Each line of the listing, apart from the pictures, is to be printed exactly.

----- Task inputs

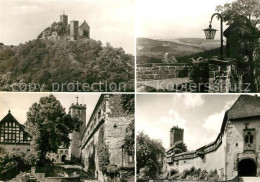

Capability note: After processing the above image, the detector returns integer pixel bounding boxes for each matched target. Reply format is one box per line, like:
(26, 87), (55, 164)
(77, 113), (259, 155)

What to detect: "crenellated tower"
(170, 125), (184, 147)
(69, 96), (86, 159)
(60, 13), (68, 26)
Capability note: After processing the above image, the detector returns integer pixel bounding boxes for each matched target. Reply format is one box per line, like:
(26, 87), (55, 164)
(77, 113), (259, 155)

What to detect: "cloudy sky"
(0, 93), (100, 125)
(0, 0), (134, 54)
(136, 0), (234, 40)
(136, 94), (243, 151)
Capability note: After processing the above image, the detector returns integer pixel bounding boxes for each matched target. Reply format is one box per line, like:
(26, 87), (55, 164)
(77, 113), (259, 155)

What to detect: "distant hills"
(137, 37), (221, 63)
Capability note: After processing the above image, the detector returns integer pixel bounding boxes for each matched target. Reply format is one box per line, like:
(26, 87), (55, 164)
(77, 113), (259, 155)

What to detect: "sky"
(136, 94), (244, 151)
(0, 92), (100, 125)
(0, 0), (134, 54)
(136, 0), (235, 40)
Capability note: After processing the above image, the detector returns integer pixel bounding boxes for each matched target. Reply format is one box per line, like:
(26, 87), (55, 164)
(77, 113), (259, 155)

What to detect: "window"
(243, 129), (256, 151)
(202, 156), (206, 163)
(245, 132), (254, 144)
(128, 155), (134, 163)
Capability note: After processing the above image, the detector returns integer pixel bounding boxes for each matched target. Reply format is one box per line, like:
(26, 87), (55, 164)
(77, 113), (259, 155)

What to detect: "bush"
(0, 152), (31, 181)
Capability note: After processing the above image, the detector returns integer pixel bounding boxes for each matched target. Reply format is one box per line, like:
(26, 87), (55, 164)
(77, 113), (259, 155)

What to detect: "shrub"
(0, 152), (31, 181)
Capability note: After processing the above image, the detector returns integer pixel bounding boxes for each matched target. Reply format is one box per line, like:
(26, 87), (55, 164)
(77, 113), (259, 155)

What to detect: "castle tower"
(170, 126), (184, 147)
(60, 13), (68, 26)
(69, 96), (86, 159)
(70, 21), (79, 40)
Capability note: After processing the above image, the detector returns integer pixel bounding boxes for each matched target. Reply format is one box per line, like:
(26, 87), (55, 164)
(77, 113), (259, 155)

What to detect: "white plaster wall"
(226, 118), (260, 178)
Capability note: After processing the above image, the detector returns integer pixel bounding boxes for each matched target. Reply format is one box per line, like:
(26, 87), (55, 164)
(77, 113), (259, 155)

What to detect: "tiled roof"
(220, 95), (260, 134)
(227, 95), (260, 120)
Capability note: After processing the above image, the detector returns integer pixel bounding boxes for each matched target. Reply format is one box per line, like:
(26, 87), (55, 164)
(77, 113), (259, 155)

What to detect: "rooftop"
(227, 95), (260, 120)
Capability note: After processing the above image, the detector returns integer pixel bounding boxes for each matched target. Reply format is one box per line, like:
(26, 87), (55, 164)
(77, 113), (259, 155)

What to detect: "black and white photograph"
(136, 0), (260, 93)
(2, 0), (260, 182)
(136, 94), (260, 181)
(0, 0), (135, 92)
(0, 93), (135, 181)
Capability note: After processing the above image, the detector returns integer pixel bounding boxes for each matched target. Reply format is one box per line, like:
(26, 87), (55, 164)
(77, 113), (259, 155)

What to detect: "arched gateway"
(238, 159), (257, 176)
(61, 155), (67, 162)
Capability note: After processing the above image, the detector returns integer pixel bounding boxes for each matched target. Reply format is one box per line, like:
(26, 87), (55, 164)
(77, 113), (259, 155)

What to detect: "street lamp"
(203, 13), (224, 60)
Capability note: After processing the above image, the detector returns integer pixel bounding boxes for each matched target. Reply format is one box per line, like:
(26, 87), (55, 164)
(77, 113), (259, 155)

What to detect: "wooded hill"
(0, 38), (134, 91)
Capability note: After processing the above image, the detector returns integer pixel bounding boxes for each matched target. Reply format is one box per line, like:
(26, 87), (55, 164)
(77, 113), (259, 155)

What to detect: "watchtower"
(170, 126), (184, 147)
(70, 21), (79, 40)
(69, 96), (86, 158)
(60, 13), (68, 26)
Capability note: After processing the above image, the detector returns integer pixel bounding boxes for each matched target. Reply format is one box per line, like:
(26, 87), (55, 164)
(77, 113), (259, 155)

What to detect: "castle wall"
(169, 117), (260, 180)
(81, 95), (134, 182)
(208, 61), (232, 93)
(137, 63), (191, 81)
(0, 143), (31, 157)
(168, 138), (226, 181)
(104, 117), (134, 168)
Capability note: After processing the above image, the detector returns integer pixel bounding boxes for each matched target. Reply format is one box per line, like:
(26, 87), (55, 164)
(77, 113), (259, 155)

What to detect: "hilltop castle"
(37, 13), (90, 41)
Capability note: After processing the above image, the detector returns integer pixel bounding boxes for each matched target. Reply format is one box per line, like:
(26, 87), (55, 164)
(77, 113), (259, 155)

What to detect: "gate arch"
(61, 155), (67, 162)
(238, 158), (257, 176)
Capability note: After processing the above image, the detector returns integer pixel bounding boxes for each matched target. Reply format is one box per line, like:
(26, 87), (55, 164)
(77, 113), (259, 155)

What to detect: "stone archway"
(61, 155), (67, 162)
(238, 158), (257, 176)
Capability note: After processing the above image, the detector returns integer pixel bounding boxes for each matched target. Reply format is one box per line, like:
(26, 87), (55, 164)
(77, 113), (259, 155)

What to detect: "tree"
(172, 141), (187, 154)
(121, 94), (135, 114)
(216, 0), (260, 91)
(137, 132), (165, 179)
(121, 94), (135, 155)
(25, 94), (82, 165)
(123, 120), (135, 155)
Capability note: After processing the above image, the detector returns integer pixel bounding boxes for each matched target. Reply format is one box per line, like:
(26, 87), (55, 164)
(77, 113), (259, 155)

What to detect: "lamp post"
(203, 13), (224, 60)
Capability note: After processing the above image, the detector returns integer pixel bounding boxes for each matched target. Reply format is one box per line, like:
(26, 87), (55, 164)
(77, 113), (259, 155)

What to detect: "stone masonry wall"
(81, 94), (134, 182)
(209, 63), (232, 93)
(0, 143), (30, 157)
(104, 117), (134, 168)
(137, 63), (191, 81)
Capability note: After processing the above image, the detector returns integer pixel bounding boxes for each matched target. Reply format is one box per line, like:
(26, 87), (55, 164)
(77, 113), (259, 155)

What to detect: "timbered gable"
(0, 110), (32, 144)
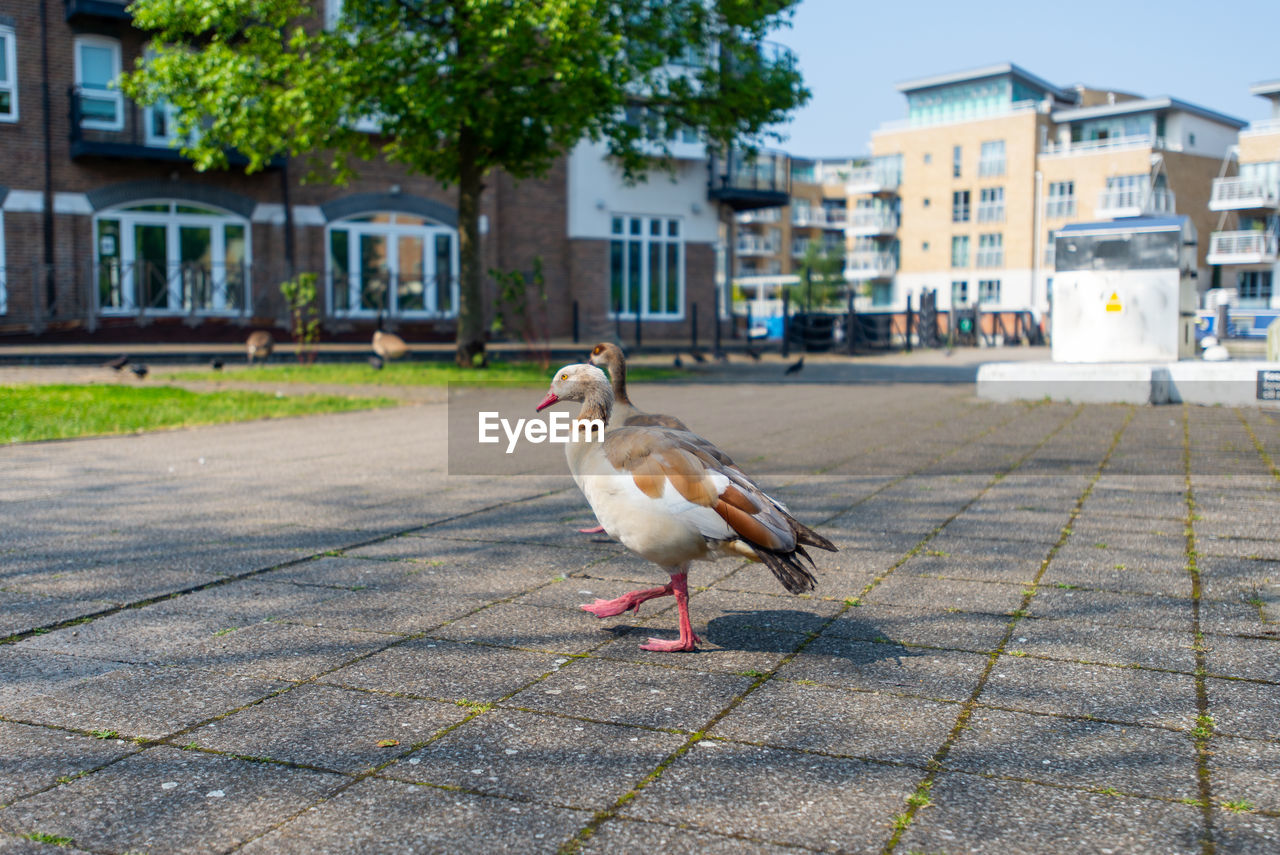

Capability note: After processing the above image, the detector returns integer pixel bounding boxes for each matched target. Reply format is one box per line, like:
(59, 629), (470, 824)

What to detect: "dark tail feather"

----------

## Answer area
Capability note: After processing the above image, the detector returns integer pixel bounding boxes for each matched target. Reply format is one box per line, like:
(26, 87), (55, 164)
(77, 113), (259, 155)

What to detect: "crenellated tower"
(170, 125), (184, 147)
(69, 96), (86, 159)
(60, 13), (68, 26)
Capability note: After processing the above image, the detector returns integer pixel bounding boxes for each matched target. Reply format is one box per line, like:
(26, 87), (55, 164)
(77, 113), (259, 155)

What to detect: "cloudy sky"
(0, 93), (100, 125)
(0, 0), (134, 54)
(136, 0), (234, 40)
(136, 94), (243, 151)
Capability note: After processing the above image, the detector returns integer pixel bounding boxes for each matched target. Reply format is one box per line, like:
(26, 87), (55, 164)
(77, 113), (259, 155)

What to detect: "distant hills"
(137, 37), (221, 63)
Capability note: After processing the above image, the detector returns integer pixel bounding boxes for each matched target. Reply format is one box per line, like:
(26, 87), (55, 164)
(77, 113), (259, 155)

What to detect: "sky"
(136, 94), (244, 151)
(0, 92), (100, 125)
(0, 0), (134, 54)
(136, 0), (235, 40)
Capability note: After processing the above image, the detector returns integer pixel bounding boxes for each matched target. Reply format is one box per line, like:
(26, 87), (55, 164)
(77, 113), (259, 155)

What to detect: "window"
(243, 129), (256, 151)
(202, 156), (206, 163)
(245, 132), (254, 144)
(128, 155), (134, 163)
Capability note: After processing the above image, the detector returns integer pixel bounding boxes for each matched target. Reply format is one box per line, like:
(26, 87), (55, 164)
(77, 113), (259, 155)

What to detect: "bush"
(0, 152), (31, 181)
Capability note: After processing the above image, the detector returns integer pixel bounding boxes for each matched target. Reply format is one box per line, like:
(26, 87), (55, 164)
(77, 113), (259, 155)

What to detect: "shrub"
(0, 152), (31, 181)
Capability note: After processing the above image, the detector returns integer pixel bounding boxes for each matched target. Reply format is one box per line, like:
(26, 87), (55, 164)
(77, 113), (259, 155)

What to detect: "castle tower"
(170, 126), (184, 147)
(60, 13), (68, 26)
(69, 96), (86, 159)
(70, 21), (79, 40)
Capability note: After processing the above image, the detector returns integer pixel bounding boxes for each matched target. Reply format is one box per line, like:
(26, 87), (55, 164)
(77, 113), (259, 155)

What to detect: "white plaster wall"
(226, 118), (260, 178)
Capability note: After processing the above image, the detector returns integer pixel bounding boxes for each matched target. Reply format is one box per line, like:
(26, 87), (55, 164)
(77, 113), (259, 155)

What to detect: "tiled roof"
(220, 95), (260, 134)
(227, 95), (260, 120)
Capability note: After processing the above image, the detector returns integer pixel bounding boxes for each matched target. Reply format is one box per line, like:
(26, 87), (55, 164)
(77, 113), (259, 155)

What to detect: "rooftop"
(227, 95), (260, 120)
Capability note: After processing the above image, the detector returns integer pixel bounding boxes for each matched target. Reply format is one box per line, like:
(26, 87), (55, 164)
(77, 113), (259, 155)

What to detect: "black and white photograph"
(136, 0), (260, 93)
(2, 0), (260, 182)
(136, 94), (260, 181)
(0, 0), (135, 92)
(0, 93), (135, 181)
Capability note: After processing the above image, the detector returns integer pixel bounding boxes for each matched target. Reply format is one box per line, like:
(26, 87), (55, 164)
(77, 113), (259, 155)

What to detect: "arched gateway"
(238, 159), (257, 176)
(61, 155), (67, 162)
Capability note: After processing the above image, the detector returns integer pixel bounding boxes for each matched target. Reply format is one box per line, like:
(26, 87), (55, 164)
(77, 113), (259, 155)

What to detect: "street lamp"
(203, 13), (224, 60)
Capability note: After processing the above image, the detector returns integer pixel bounding boxes for each matched target. Reply format is one box per line, like:
(26, 87), (55, 164)
(77, 113), (259, 155)

What to detect: "wooded hill"
(0, 38), (134, 91)
Capability note: After processing the above image, the detector returns integer pixel bounding boxes for each matched target. Reply format is one box per line, like:
(26, 87), (55, 164)
(77, 113), (259, 155)

What to detect: "watchtower"
(170, 126), (184, 147)
(70, 21), (79, 40)
(69, 96), (86, 158)
(60, 13), (68, 26)
Capability note: After processing the above image, the detector returns integer pixel bounding boxes for each matched target. Reply format is one box per line, like:
(26, 87), (55, 164)
(77, 113), (259, 155)

What to detect: "castle wall"
(169, 117), (260, 180)
(81, 95), (134, 182)
(208, 61), (232, 93)
(137, 63), (191, 81)
(0, 143), (31, 157)
(168, 138), (226, 181)
(104, 117), (134, 168)
Capability note: After processing the above image, the detector returns integer pixel bounding boxes for each matched target. Reply format is one box per line, like:
(26, 87), (55, 164)
(77, 113), (259, 155)

What to detect: "hilltop castle"
(37, 13), (90, 41)
Capability note: After processing the above image, the detector returns integer pixel bounding boxes for each matched target. Reply format is one box per line, like:
(26, 87), (55, 164)
(77, 113), (259, 155)

What to detect: "gate arch"
(61, 155), (67, 162)
(238, 158), (257, 176)
Capability note: After processing the above image, the detector returns integer pixel bounding boxes for each matched target. Reply format is one box per line, like:
(26, 87), (55, 164)
(77, 113), (259, 155)

What to detect: "stone archway"
(61, 155), (67, 162)
(238, 158), (257, 176)
Capability note: After processing the above image, the detector returns integer pixel bounding boxes for each matched target. Reply format is one box per line, like:
(26, 87), (55, 164)
(77, 113), (259, 155)

What to detect: "tree"
(172, 141), (187, 154)
(121, 94), (135, 114)
(216, 0), (260, 91)
(137, 132), (165, 179)
(121, 94), (135, 155)
(25, 94), (82, 165)
(123, 120), (135, 155)
Capability note: After processing the above image, the detector returns integer pixel bounding boxes for each matched target. Reply format is one box per line, like:
(26, 87), (55, 164)
(77, 113), (259, 155)

What to detect: "lamp post"
(203, 13), (224, 60)
Capability note: After processing the above image, the detector returns integer pixel bounding boxes for each matched target. Reply format is one box per line, like:
(26, 87), (55, 164)
(77, 113), (259, 155)

What to detect: "stone masonry wall"
(81, 94), (134, 182)
(209, 63), (232, 93)
(0, 143), (30, 157)
(104, 117), (134, 168)
(137, 63), (191, 81)
Capability note: After processing the above image, the detector returns integer pixel bounding boxes for each matched target. Reply format is one box per line, like:
(26, 87), (55, 164)
(77, 113), (259, 155)

What to detect: "timbered gable"
(0, 110), (32, 144)

Capability note: After processing the above image, the detector returns integer pixel bounding boxes for each matched target. Reply format is one box per line, like:
(59, 629), (470, 824)

What to detect: "dark tail feather"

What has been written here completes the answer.